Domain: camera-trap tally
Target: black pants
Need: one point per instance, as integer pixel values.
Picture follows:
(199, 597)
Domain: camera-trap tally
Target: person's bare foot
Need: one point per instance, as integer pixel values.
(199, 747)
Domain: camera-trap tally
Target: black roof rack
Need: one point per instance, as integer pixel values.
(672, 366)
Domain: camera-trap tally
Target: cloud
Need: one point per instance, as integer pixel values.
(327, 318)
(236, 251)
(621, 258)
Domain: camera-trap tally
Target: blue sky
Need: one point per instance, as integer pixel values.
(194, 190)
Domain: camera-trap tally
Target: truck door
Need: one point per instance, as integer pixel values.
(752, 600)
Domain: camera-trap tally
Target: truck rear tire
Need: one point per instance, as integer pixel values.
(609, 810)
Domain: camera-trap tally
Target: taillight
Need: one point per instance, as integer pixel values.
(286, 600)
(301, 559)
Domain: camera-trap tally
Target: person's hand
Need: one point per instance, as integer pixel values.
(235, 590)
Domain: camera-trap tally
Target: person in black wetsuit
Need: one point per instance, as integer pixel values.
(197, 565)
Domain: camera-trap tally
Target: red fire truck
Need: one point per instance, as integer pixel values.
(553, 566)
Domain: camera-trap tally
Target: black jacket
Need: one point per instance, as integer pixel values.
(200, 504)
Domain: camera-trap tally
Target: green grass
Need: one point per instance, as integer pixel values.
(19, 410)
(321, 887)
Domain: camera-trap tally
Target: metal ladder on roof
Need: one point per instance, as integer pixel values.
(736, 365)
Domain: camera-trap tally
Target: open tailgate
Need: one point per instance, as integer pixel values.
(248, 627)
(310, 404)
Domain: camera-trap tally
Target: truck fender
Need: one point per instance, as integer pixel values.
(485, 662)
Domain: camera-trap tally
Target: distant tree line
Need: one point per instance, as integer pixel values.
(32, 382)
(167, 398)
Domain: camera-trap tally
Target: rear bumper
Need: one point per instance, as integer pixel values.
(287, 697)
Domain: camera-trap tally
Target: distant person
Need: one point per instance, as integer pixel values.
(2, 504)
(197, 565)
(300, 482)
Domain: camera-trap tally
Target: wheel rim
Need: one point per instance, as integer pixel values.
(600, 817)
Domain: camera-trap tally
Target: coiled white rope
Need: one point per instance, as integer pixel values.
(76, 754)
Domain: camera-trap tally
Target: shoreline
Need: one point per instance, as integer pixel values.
────────
Pull every line containing the string "roof" from the data above, reproducing each matching line in full.

Target: black roof rack
Target: metal ladder on roof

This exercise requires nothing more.